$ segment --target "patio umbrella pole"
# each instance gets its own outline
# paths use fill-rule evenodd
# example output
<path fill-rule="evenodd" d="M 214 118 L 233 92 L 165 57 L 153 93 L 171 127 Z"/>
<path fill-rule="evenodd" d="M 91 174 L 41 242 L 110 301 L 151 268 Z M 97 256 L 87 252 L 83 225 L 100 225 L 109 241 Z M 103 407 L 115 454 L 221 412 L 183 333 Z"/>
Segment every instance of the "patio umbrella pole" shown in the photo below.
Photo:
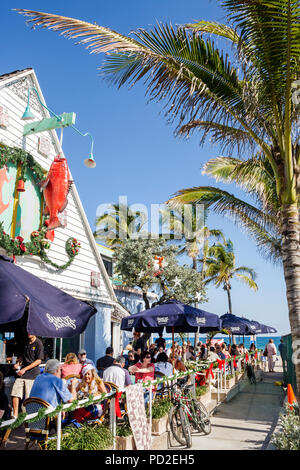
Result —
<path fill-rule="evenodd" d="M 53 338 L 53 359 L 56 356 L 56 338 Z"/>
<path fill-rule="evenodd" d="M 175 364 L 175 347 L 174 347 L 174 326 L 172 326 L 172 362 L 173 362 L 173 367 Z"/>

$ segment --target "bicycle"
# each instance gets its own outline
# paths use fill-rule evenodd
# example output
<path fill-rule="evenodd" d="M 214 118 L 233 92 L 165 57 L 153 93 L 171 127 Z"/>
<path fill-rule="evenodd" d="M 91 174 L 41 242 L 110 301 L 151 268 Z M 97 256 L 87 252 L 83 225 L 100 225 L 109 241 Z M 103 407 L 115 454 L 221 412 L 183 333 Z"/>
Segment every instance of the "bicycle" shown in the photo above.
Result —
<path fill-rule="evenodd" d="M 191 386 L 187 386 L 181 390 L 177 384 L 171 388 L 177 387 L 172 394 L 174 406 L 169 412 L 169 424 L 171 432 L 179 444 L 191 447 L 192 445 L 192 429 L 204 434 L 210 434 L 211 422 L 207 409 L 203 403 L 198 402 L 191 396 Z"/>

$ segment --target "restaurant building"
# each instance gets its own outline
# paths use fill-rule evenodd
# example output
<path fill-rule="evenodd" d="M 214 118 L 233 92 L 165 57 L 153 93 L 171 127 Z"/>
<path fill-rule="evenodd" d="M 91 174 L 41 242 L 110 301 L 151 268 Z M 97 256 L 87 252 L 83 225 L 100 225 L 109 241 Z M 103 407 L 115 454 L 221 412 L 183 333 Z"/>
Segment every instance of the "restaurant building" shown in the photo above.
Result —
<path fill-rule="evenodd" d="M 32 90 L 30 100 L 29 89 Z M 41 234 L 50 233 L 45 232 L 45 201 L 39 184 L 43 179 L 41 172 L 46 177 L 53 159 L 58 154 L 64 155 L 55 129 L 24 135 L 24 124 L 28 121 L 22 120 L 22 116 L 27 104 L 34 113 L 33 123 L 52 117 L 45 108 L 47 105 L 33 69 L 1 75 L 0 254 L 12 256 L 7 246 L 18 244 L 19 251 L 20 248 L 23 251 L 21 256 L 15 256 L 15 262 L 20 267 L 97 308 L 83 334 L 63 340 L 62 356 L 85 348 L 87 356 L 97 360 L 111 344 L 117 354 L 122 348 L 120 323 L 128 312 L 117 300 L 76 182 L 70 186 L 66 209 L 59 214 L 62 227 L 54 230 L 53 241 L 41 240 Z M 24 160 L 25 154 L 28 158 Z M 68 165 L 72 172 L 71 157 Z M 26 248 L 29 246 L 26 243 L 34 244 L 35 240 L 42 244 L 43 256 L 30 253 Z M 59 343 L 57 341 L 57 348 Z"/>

---*---

• [What is expected]: Set down every entry exactly as it appears, but skip the pictures.

• [Task response]:
$ segment --target "patio umbrella pole"
# each instance gets its own outline
# paths use fill-rule evenodd
# example output
<path fill-rule="evenodd" d="M 214 118 L 233 92 L 165 57 L 153 93 L 171 127 Z"/>
<path fill-rule="evenodd" d="M 91 174 L 41 242 L 110 301 L 151 268 Z M 97 256 L 87 252 L 83 225 L 100 225 L 109 241 Z M 103 407 L 115 454 L 221 412 L 183 333 Z"/>
Segment every instance of the "patio umbrella pole" shown in the photo below.
Photo:
Result —
<path fill-rule="evenodd" d="M 53 338 L 53 359 L 56 356 L 56 338 Z"/>
<path fill-rule="evenodd" d="M 175 364 L 175 347 L 174 347 L 174 326 L 172 326 L 172 362 L 173 362 L 173 367 Z"/>

$ segment --target "bicycle"
# each instance gets its own outline
# paths use fill-rule evenodd
# example output
<path fill-rule="evenodd" d="M 214 118 L 233 92 L 165 57 L 153 93 L 171 127 Z"/>
<path fill-rule="evenodd" d="M 91 174 L 41 242 L 110 301 L 151 268 Z M 97 256 L 87 252 L 83 225 L 100 225 L 109 241 Z M 103 407 L 115 454 L 221 412 L 183 333 Z"/>
Segment every instance of the "bicycle" shown in the photo above.
Result —
<path fill-rule="evenodd" d="M 191 386 L 187 386 L 181 390 L 177 384 L 171 388 L 177 387 L 172 394 L 174 406 L 169 412 L 169 424 L 171 432 L 179 444 L 191 447 L 192 445 L 192 429 L 204 434 L 210 434 L 211 422 L 207 409 L 203 403 L 198 402 L 191 396 Z"/>

$ segment --target "restaurant building"
# each instance gets its own outline
# paths use fill-rule evenodd
# example output
<path fill-rule="evenodd" d="M 214 118 L 233 92 L 165 57 L 153 93 L 171 127 Z"/>
<path fill-rule="evenodd" d="M 91 174 L 41 242 L 110 301 L 151 268 Z M 97 256 L 87 252 L 83 225 L 100 225 L 109 241 Z M 103 407 L 115 454 L 221 412 L 183 333 Z"/>
Segment every instance of the "restaurant building" shown in the photo above.
Result —
<path fill-rule="evenodd" d="M 32 90 L 30 100 L 29 89 Z M 41 234 L 50 233 L 45 232 L 45 201 L 39 184 L 43 179 L 41 172 L 46 177 L 53 159 L 58 154 L 64 155 L 55 129 L 24 135 L 24 124 L 28 121 L 22 120 L 22 116 L 27 104 L 34 113 L 33 123 L 52 117 L 45 108 L 47 105 L 33 69 L 1 75 L 0 254 L 12 256 L 7 246 L 18 244 L 19 251 L 20 248 L 23 251 L 21 256 L 15 256 L 15 262 L 20 267 L 97 308 L 83 334 L 63 340 L 62 356 L 85 348 L 87 356 L 97 360 L 111 344 L 117 354 L 122 348 L 120 323 L 128 312 L 117 300 L 76 182 L 70 186 L 66 209 L 59 214 L 62 227 L 54 230 L 53 241 L 41 240 Z M 24 160 L 25 154 L 28 158 Z M 68 165 L 72 172 L 71 157 Z M 26 248 L 29 246 L 26 243 L 34 244 L 35 240 L 42 244 L 43 256 L 30 253 Z M 59 343 L 57 341 L 57 348 Z"/>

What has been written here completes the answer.